Starting with the line that contains "Can you see the grandstand?" and ending with the line that contains "(1323, 715)", write out those lines as a numbered list, dropping any blank lines.

- DATA EXCERPTS
####################
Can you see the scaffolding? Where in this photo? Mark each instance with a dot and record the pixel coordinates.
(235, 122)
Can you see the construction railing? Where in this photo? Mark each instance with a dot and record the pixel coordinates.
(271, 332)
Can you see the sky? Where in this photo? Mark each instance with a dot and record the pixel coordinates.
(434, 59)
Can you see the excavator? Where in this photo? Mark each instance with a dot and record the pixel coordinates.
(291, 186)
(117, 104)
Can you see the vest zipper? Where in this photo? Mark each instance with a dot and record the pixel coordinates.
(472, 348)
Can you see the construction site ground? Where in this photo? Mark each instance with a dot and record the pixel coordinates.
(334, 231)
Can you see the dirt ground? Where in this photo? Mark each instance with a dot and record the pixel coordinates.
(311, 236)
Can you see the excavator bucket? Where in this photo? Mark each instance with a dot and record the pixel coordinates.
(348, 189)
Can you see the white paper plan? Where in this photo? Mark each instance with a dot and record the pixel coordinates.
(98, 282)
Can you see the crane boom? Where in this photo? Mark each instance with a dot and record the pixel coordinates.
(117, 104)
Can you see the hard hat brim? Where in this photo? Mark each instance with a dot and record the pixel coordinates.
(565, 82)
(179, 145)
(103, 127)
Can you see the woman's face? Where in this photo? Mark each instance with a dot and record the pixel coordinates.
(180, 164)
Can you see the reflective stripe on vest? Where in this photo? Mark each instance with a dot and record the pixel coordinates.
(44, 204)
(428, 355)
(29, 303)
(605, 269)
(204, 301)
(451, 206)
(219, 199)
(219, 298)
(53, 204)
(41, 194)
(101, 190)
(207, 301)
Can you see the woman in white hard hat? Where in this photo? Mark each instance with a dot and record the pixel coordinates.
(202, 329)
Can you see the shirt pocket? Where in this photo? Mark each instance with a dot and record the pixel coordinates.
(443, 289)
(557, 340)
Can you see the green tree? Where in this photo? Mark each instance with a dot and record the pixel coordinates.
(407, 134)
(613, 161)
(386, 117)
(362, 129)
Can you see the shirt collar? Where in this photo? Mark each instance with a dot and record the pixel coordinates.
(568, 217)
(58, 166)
####################
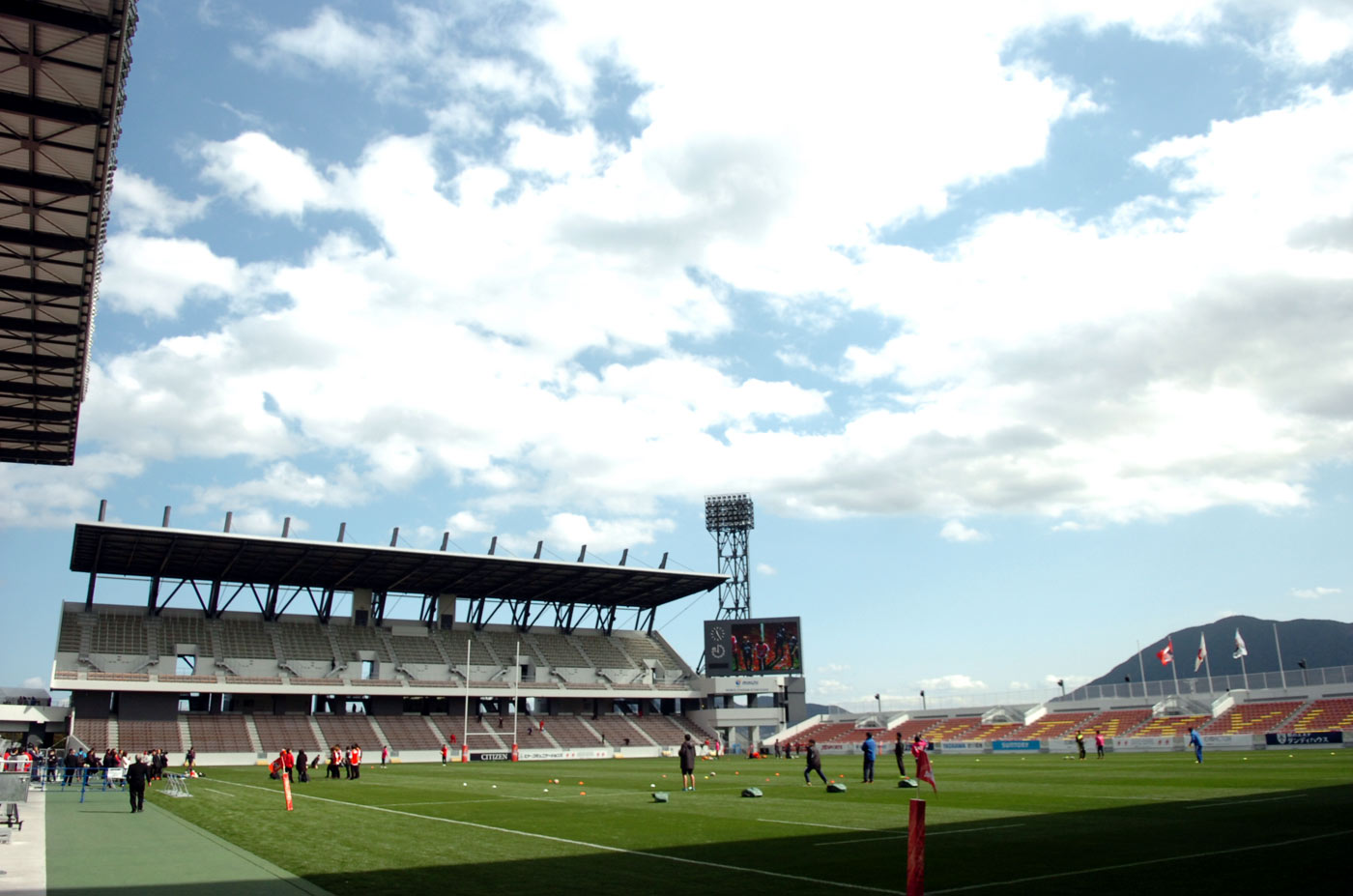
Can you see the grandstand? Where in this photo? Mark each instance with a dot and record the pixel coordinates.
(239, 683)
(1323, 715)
####################
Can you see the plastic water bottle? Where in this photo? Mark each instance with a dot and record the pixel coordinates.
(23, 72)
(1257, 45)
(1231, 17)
####################
- RESULT BELOW
1. Can you see the grandstand? Where in this photo? Mark each instance with a dot and record the pixel coordinates.
2. (239, 683)
3. (1323, 715)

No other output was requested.